TASK DETAILS: Copy out everything from the start of the entries down to the line containing "column 567, row 226", including that line, without the pictures.

GIVEN ENTRIES:
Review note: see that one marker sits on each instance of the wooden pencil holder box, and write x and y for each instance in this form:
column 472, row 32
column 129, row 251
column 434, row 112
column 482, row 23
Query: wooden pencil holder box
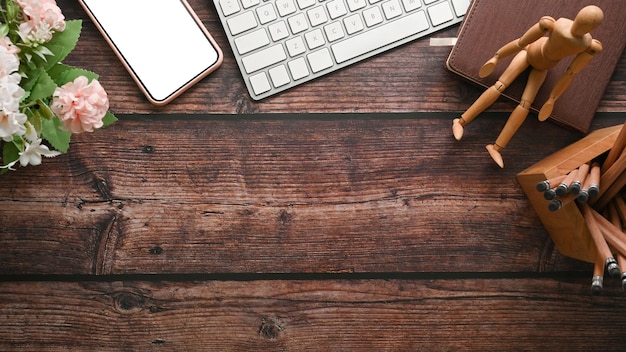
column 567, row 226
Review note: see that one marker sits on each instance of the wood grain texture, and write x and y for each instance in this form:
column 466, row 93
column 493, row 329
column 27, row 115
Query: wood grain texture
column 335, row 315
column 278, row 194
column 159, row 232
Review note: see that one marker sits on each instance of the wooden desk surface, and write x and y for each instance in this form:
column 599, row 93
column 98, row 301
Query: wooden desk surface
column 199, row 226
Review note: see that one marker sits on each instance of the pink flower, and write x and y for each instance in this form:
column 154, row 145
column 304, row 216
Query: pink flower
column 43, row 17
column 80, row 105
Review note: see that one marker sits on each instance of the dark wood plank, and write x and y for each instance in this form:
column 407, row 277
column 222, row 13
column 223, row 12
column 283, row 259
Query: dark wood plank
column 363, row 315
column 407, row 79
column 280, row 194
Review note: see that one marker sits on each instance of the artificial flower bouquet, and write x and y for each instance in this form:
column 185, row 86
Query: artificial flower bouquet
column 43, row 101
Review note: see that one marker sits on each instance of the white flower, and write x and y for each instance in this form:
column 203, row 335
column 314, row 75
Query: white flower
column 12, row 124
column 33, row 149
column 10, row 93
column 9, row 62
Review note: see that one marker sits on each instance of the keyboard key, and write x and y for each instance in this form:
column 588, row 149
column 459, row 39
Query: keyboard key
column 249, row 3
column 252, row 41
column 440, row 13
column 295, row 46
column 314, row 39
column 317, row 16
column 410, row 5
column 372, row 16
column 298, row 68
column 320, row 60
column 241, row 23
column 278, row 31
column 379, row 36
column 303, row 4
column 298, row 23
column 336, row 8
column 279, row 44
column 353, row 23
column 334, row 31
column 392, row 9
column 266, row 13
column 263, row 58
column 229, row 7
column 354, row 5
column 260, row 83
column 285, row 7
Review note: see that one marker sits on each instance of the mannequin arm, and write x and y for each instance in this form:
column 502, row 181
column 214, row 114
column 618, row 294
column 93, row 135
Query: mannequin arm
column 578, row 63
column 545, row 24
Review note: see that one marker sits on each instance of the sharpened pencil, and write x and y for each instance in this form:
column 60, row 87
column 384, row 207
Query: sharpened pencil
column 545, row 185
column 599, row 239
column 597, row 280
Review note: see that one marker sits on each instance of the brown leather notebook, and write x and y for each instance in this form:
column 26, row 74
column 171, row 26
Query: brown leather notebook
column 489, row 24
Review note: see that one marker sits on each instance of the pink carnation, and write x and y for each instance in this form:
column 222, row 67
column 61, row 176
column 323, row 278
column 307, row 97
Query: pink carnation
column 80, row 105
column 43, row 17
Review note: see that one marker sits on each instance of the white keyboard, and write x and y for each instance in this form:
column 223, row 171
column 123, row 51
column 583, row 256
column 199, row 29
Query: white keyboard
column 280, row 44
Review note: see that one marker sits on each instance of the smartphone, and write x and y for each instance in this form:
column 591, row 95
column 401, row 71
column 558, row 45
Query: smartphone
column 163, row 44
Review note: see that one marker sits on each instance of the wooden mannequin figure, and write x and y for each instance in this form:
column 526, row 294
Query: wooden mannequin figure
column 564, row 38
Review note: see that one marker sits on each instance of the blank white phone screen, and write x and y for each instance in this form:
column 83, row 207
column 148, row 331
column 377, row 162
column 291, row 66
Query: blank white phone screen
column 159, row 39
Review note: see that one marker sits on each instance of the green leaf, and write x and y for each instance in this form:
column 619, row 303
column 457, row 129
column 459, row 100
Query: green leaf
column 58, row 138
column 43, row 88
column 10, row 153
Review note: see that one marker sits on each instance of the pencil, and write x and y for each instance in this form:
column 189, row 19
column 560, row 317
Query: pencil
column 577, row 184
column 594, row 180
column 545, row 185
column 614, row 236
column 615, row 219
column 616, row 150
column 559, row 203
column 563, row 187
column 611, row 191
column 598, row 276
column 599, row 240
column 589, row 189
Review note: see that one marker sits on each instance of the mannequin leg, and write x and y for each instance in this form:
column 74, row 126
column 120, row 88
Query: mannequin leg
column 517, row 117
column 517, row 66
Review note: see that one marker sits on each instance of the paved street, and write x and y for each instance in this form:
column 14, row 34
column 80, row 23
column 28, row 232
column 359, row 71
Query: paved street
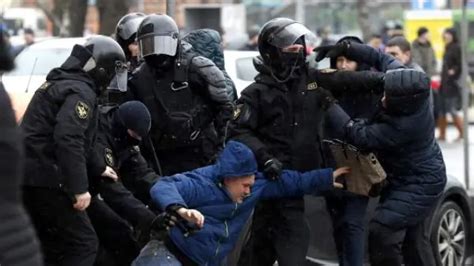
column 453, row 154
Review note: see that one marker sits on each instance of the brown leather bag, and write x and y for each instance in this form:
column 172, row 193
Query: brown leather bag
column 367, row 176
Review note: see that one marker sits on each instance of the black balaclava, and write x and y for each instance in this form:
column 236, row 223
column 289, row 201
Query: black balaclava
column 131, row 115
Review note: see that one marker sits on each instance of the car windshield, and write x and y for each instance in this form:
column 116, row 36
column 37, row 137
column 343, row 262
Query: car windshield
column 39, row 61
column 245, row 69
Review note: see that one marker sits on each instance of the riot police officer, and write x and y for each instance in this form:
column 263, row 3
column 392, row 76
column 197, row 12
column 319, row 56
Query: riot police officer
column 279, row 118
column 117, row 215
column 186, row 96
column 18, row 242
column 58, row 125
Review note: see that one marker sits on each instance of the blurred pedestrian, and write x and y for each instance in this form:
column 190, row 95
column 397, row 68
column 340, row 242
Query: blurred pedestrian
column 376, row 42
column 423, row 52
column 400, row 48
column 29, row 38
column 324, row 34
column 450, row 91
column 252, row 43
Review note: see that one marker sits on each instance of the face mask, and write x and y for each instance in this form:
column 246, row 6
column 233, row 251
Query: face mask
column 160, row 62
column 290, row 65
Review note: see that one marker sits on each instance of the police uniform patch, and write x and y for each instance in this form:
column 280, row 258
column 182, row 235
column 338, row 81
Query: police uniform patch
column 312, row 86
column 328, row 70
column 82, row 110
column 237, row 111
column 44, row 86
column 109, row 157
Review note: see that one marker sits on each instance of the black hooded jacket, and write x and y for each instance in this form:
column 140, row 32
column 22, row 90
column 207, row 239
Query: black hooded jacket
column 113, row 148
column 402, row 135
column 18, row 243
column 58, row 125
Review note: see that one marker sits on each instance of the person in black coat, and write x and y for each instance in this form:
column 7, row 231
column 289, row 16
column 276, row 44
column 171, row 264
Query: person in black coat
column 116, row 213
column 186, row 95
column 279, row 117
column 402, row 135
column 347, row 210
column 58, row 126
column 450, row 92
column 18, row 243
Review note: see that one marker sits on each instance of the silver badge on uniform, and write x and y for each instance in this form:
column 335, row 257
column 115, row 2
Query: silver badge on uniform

WRITTEN RESPONSE:
Review note: see that one marker sits on each instance of the wooden pencil holder box, and write x and y for each instance in this form:
column 472, row 32
column 129, row 251
column 434, row 112
column 482, row 23
Query: wooden pencil holder box
column 567, row 226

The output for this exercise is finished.